Rows from a dataset:
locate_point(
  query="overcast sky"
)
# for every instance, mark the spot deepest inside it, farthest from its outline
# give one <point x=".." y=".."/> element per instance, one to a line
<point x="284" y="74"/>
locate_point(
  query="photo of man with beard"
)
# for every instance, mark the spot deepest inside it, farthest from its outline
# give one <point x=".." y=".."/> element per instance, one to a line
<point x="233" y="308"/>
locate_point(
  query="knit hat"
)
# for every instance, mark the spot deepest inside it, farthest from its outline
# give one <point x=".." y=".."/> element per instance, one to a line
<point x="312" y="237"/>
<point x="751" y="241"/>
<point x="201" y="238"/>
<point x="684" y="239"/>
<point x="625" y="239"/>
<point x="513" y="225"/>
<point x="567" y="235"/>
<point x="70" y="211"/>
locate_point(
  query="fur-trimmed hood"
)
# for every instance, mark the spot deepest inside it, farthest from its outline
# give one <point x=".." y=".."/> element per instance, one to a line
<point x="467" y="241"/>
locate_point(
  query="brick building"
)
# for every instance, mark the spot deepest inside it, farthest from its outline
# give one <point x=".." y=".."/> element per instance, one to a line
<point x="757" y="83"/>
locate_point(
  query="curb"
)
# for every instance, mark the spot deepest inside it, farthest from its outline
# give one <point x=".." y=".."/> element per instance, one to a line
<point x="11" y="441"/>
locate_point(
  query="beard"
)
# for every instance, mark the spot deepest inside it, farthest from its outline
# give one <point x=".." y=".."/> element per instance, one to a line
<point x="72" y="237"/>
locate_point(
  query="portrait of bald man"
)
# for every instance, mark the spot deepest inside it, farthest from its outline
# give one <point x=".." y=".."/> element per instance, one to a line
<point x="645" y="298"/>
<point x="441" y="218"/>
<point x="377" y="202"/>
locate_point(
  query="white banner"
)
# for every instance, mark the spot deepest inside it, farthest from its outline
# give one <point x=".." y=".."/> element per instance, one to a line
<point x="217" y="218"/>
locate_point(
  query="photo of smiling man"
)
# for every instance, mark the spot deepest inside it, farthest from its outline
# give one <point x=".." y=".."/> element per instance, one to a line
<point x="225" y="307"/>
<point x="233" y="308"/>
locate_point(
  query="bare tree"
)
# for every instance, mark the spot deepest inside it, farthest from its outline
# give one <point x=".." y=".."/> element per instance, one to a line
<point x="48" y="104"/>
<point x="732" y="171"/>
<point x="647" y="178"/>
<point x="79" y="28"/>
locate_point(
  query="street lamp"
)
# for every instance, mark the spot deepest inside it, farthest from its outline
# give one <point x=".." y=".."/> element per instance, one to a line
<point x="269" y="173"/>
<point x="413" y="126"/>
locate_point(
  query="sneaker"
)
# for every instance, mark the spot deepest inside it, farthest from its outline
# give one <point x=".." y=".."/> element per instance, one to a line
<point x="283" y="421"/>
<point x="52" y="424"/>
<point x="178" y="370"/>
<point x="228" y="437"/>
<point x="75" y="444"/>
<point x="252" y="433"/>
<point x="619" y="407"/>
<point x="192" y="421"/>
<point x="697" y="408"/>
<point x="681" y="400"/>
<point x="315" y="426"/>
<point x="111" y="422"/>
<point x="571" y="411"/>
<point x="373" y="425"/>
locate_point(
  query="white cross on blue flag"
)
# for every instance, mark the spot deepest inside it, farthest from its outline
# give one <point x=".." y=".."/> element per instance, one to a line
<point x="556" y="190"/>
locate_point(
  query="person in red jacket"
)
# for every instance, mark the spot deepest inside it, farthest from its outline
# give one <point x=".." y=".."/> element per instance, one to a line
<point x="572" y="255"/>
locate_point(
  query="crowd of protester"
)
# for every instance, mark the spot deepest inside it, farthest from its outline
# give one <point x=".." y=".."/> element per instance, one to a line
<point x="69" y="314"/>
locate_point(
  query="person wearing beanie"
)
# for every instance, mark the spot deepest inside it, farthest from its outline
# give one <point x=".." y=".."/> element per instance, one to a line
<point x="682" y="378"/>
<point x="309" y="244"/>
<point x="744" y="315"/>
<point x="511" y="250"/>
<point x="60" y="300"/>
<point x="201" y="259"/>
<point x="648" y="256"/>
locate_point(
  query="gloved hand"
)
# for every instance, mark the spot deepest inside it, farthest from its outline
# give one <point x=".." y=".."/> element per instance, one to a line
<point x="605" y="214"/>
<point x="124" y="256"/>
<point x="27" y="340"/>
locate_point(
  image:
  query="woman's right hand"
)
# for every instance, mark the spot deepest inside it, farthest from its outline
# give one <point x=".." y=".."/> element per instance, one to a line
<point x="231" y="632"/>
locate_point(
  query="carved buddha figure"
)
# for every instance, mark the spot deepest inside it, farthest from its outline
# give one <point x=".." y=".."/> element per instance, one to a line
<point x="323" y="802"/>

Stated problem: Transcribe the data above in full, exactly.

Exercise answer:
locate_point(
  query="overcast sky"
)
# for every instance, mark the spot deepest inside it, farthest from its outline
# give one <point x=".." y=".."/> element per instance, one to a line
<point x="284" y="74"/>
locate_point(
  query="photo of man with beard"
)
# for every instance, mark the spot deepest inside it, farthest from its outline
# give one <point x=".." y=".."/> element per instance, one to a line
<point x="233" y="308"/>
locate_point(
  query="knit hat"
)
# for every instance, mark the spot deepest inside it, farthest from its outline
# give one <point x=".." y=".."/> element per instance, one to a line
<point x="312" y="237"/>
<point x="751" y="241"/>
<point x="201" y="238"/>
<point x="684" y="239"/>
<point x="625" y="239"/>
<point x="513" y="225"/>
<point x="567" y="235"/>
<point x="70" y="211"/>
locate_point(
  query="fur-trimmed hood"
)
# for every instance, mark the spot deepest inside it, farthest from its outline
# give one <point x=".." y=".."/> element per instance, one to a line
<point x="467" y="241"/>
locate_point(
  query="brick building"
)
# for every instance, mark the spot deepest inside it, farthest from its outline
# give one <point x=".." y=".."/> element per instance, one to a line
<point x="757" y="83"/>
locate_point(
  query="curb"
)
# for every instance, mark the spot deepest inside it, farthest from its outline
# give one <point x=".." y=".."/> element per instance, one to a line
<point x="11" y="441"/>
locate_point(
  query="beard"
)
# for every instance, mark the spot deepest inside it, farthest from its outline
# give one <point x=".." y=".."/> element per instance, one to a line
<point x="72" y="237"/>
locate_point(
  query="portrait of bald man"
)
# for every instance, mark the spot deepest inside it, farthest from its outline
# give one <point x=".." y=".."/> element per instance, one to a line
<point x="645" y="298"/>
<point x="441" y="218"/>
<point x="377" y="202"/>
locate_point(
  query="white banner"
)
# for every instance, mark the spot deepest inside it, farthest from its outline
# give one <point x=".." y=".."/> element per instance, one to a line
<point x="217" y="218"/>
locate_point(
  query="photo of smiling man"
)
# for every instance, mark the spot deepest inside it, farthest from its outline
# give one <point x=".." y=".."/> element per instance, one to a line
<point x="225" y="307"/>
<point x="233" y="308"/>
locate_point(
  query="bare tree"
)
# for every instance, mark the spot deepest inside it, farthest from its outline
# give one <point x=".." y=".."/> element per instance, one to a line
<point x="48" y="104"/>
<point x="732" y="171"/>
<point x="647" y="178"/>
<point x="79" y="28"/>
locate_point(
  query="street lamp"
)
# for every instance, mark the spot deepest inside it, farthest from its outline
# give one <point x=".." y=".."/> element per instance, one to a line
<point x="269" y="173"/>
<point x="413" y="126"/>
locate_point(
  query="sneaker"
)
# for every instance, mark the spot deepest inside it, farthest from its outline
# give one <point x=".." y=".."/> element per instance, one to a line
<point x="283" y="421"/>
<point x="52" y="424"/>
<point x="178" y="370"/>
<point x="228" y="437"/>
<point x="75" y="444"/>
<point x="252" y="433"/>
<point x="619" y="407"/>
<point x="192" y="421"/>
<point x="697" y="408"/>
<point x="681" y="400"/>
<point x="315" y="426"/>
<point x="111" y="422"/>
<point x="571" y="411"/>
<point x="373" y="425"/>
locate_point(
  query="white cross on blue flag"
)
# for every instance, mark the spot deepest inside it, farthest from its outline
# give one <point x=".." y=".."/> element per instance, one to a line
<point x="556" y="190"/>
locate_point(
  query="person in red jacket"
)
# for every instance, mark the spot deepest inside it, farthest from its outline
# give one <point x=".." y=".."/> element per instance, one to a line
<point x="572" y="255"/>
locate_point(
  query="crowd of protester"
)
# for every instance, mark the spot deepest inside it, farthest from its outline
# give one <point x=".." y=".."/> element per instance, one to a line
<point x="69" y="314"/>
locate_point(
  query="person wearing beanie"
)
# for every instance, mark the spot deepest inside it, farthest from its outline
# give one <point x=".." y=".."/> element per instance, one to a line
<point x="682" y="378"/>
<point x="309" y="244"/>
<point x="744" y="315"/>
<point x="511" y="250"/>
<point x="60" y="300"/>
<point x="201" y="259"/>
<point x="648" y="256"/>
locate_point(
  query="gloved hand"
)
# for every instance, mark the spot deepest inside it, farthest from its outline
# give one <point x=".." y=".."/> element per instance, one to a line
<point x="605" y="214"/>
<point x="124" y="256"/>
<point x="27" y="340"/>
locate_point(
  image:
  query="woman's right hand"
)
# for every instance, mark the spot deepest inside it, farthest from its outline
# give one <point x=".." y=".."/> element per instance, one to a line
<point x="231" y="632"/>
locate_point(
  query="carved buddha figure"
)
# for every instance, mark the spot deepest inside it, farthest from its outline
# give one <point x=".." y=".."/> element per instance, one to a line
<point x="323" y="802"/>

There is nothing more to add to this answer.